ACTION ITEM A:
Using the lymphoma text, decide whether each statement below agrees with it. Answer yes or no for each, and quote the words from the text that settle it. (i) Westin is an associate professor in the Department of Lymphoma/Myeloma. (ii) R-CHOP is described as a modified version of R-EPOCH. (iii) The regimens mentioned are all largely based on 1970s chemotherapy.
ACTION ITEM B:
Reproduce the lymphoma text word for word from "For patients with" up to and including "on 1970s chemotherapy.".
====== PAGE EXTRACT
Jason Westin, MD, MS, FACP, director, Lymphoma Clinical Research, section chief, Aggressive Lymphoma, and associate professor, Department of Lymphoma/Myeloma, Division of Cancer Medicine at The University of Texas MD Anderson Cancer Center, discusses the potential for a chemotherapy-free future in large cell lymphoma.
For patients with diffuse large B-cell lymphoma, one option in the frontline setting is to modify the chemotherapy, says Westin. Dose-adjusted rituximab (Rituxan), etoposide phosphate, prednisone, vincristine sulfate, cyclophosphamide, and doxorubicin hydrochloride (R-EPOCH) is a modified version of rituximab (Rituxan), cyclophosphamide, doxorubicin, vincristine, and prednisone (R-CHOP), explains Westin. The combination of hyperfractionated cyclophosphamide, vincristine, doxorubicin, and dexamethasone (hyper-CVAD) or cyclophosphamide, vincristine, doxorubicin, high-dose methotrexate (CODOX-M) are also modified versions of R-CHOP, which are all largely based on 1970s chemotherapy.
============
====== DATASET RECORDS
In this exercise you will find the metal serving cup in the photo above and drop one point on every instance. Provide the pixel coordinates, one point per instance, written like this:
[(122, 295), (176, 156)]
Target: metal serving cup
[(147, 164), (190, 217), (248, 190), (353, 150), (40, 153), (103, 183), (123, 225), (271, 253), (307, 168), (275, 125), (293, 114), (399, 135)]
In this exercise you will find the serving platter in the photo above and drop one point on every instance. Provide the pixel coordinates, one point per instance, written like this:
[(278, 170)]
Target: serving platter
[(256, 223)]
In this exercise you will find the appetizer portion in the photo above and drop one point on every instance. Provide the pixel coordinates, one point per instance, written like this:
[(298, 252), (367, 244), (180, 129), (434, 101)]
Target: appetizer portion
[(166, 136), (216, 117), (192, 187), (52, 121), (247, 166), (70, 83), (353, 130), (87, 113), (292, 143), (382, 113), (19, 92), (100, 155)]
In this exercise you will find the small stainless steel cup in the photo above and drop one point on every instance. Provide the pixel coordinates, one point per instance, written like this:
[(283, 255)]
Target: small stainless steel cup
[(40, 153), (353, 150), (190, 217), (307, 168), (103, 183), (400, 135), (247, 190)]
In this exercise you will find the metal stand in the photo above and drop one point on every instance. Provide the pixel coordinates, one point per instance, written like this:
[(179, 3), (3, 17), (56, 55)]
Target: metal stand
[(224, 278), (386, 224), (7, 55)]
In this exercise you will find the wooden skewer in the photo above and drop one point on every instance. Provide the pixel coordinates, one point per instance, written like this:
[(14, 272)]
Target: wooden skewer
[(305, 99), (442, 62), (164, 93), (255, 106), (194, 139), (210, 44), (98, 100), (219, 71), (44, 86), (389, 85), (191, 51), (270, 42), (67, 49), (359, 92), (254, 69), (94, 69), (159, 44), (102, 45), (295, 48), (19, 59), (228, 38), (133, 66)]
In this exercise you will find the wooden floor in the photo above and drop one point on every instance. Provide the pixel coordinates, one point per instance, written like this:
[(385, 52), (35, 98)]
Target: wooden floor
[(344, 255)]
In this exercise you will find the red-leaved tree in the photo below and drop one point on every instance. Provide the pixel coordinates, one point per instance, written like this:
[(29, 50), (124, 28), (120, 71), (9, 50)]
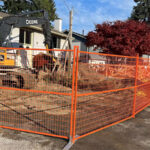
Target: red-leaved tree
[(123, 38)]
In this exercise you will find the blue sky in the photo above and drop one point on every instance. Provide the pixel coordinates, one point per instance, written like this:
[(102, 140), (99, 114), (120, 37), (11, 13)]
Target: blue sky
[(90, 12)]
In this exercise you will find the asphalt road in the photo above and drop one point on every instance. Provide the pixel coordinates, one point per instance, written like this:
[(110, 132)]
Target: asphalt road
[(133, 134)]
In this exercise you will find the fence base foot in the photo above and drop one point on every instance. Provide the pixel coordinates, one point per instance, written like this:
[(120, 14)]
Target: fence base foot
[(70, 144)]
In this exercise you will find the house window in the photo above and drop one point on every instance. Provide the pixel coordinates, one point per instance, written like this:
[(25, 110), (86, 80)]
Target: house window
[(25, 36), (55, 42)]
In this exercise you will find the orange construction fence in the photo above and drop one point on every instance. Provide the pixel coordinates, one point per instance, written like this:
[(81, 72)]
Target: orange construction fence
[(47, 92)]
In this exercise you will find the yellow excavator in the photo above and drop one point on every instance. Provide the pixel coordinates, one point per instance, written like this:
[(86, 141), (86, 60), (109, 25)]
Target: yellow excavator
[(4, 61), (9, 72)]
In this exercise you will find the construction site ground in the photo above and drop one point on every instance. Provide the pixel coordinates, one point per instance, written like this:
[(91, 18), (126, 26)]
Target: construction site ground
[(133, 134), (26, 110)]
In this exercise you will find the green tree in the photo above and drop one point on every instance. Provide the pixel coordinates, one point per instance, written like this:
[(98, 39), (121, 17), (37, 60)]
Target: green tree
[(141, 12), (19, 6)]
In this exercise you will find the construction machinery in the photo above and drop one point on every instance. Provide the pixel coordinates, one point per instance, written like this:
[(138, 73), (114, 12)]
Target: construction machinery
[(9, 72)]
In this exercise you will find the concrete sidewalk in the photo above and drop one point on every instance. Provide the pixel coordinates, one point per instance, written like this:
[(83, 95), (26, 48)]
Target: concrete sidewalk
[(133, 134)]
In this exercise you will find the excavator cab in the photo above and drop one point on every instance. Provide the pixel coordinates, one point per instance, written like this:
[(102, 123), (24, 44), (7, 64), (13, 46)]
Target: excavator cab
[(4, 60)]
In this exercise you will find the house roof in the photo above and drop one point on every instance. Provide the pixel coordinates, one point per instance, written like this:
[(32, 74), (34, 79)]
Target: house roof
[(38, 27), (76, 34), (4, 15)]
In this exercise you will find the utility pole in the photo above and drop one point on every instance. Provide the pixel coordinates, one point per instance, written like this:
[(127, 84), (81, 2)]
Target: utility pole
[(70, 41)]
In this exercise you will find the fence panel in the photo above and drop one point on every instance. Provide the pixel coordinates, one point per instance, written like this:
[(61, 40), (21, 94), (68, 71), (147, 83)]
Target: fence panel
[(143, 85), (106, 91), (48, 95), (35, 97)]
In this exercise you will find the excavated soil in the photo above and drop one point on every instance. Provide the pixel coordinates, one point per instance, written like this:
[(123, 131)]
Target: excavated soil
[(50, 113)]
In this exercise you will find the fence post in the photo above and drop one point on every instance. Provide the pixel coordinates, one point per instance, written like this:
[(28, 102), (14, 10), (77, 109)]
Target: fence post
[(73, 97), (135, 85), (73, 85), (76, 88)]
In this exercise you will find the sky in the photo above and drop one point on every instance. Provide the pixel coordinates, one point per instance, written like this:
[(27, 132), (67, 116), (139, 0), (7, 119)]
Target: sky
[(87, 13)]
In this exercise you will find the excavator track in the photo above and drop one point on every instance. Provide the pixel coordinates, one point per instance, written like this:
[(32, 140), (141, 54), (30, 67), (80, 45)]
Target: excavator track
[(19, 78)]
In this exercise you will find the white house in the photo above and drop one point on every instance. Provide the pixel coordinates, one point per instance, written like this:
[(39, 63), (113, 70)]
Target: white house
============
====== DATASET RECORDS
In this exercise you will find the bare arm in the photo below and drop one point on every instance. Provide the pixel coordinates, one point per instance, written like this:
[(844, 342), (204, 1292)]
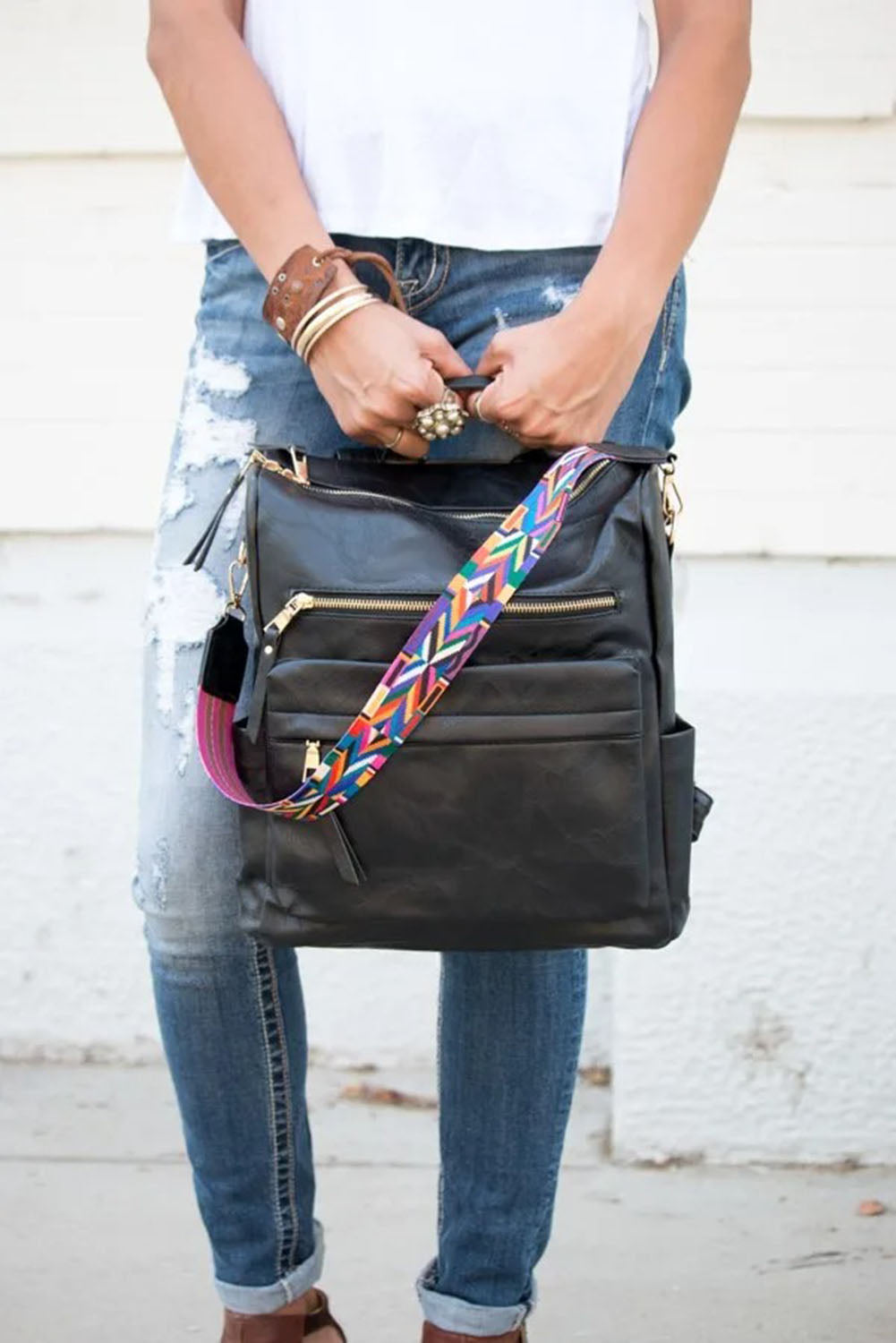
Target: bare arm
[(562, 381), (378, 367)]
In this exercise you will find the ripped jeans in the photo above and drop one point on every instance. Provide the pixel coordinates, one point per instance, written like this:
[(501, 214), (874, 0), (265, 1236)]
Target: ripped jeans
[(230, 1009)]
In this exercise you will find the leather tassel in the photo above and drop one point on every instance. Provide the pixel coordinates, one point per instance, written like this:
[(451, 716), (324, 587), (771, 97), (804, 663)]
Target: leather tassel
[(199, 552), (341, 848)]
============
====== DATASET RECORDS
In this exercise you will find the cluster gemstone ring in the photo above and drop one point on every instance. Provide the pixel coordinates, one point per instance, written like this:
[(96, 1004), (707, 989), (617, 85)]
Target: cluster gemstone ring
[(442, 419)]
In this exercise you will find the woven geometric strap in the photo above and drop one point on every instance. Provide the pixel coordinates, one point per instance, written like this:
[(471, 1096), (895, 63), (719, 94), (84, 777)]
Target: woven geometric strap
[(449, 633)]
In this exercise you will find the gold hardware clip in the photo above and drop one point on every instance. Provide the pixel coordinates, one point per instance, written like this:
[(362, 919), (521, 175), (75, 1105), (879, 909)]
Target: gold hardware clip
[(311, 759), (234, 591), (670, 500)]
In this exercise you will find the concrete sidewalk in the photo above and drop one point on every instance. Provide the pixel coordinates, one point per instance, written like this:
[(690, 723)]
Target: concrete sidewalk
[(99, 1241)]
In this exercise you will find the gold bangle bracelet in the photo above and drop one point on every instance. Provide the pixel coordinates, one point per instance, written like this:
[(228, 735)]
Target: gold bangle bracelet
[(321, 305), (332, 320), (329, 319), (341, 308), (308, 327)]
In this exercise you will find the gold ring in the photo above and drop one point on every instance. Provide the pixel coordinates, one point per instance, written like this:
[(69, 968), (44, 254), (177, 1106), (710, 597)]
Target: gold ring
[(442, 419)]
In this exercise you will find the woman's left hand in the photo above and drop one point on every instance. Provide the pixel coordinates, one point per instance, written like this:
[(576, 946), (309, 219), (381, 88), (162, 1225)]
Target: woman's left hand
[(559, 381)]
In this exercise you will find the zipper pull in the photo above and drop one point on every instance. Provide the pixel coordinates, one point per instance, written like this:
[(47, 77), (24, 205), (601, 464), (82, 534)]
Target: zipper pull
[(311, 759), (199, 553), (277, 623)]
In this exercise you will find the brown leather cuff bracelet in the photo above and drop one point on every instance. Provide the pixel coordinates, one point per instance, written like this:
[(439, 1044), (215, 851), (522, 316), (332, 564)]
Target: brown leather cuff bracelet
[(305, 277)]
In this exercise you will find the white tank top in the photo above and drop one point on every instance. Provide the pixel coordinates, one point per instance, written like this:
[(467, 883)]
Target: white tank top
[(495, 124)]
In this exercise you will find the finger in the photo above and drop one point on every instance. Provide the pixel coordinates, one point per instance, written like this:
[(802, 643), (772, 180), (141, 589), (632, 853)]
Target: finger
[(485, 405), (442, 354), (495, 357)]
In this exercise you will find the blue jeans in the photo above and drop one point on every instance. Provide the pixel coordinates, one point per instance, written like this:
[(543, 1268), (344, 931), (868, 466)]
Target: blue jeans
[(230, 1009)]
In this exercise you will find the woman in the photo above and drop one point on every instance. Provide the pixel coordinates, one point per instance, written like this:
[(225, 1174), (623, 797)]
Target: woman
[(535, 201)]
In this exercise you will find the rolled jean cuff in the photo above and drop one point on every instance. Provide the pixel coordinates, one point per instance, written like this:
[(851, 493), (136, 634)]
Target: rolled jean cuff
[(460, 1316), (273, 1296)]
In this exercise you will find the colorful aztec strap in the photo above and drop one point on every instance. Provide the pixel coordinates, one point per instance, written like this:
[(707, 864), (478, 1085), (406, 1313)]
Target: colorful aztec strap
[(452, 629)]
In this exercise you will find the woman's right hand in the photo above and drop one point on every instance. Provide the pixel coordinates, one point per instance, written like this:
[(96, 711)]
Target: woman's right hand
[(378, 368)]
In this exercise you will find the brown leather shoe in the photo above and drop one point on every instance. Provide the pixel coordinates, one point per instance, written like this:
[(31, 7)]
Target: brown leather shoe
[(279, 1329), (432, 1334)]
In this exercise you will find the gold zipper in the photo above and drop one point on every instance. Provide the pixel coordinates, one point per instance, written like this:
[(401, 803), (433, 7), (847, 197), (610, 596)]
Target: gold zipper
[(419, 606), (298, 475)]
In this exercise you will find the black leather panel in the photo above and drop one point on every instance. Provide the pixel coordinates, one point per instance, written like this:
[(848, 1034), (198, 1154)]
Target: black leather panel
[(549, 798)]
============
WRITTEN SOLUTION A:
(i) Yes: "associate professor, Department of Lymphoma/Myeloma"
(ii) No: "(R-EPOCH) is a modified version of rituximab (Rituxan), cyclophosphamide, doxorubicin, vincristine, and prednisone (R-CHOP)"
(iii) Yes: "which are all largely based on 1970s chemotherapy"

WRITTEN SOLUTION B:
For patients with diffuse large B-cell lymphoma, one option in the frontline setting is to modify the chemotherapy, says Westin. Dose-adjusted rituximab (Rituxan), etoposide phosphate, prednisone, vincristine sulfate, cyclophosphamide, and doxorubicin hydrochloride (R-EPOCH) is a modified version of rituximab (Rituxan), cyclophosphamide, doxorubicin, vincristine, and prednisone (R-CHOP), explains Westin. The combination of hyperfractionated cyclophosphamide, vincristine, doxorubicin, and dexamethasone (hyper-CVAD) or cyclophosphamide, vincristine, doxorubicin, high-dose methotrexate (CODOX-M) are also modified versions of R-CHOP, which are all largely based on 1970s chemotherapy.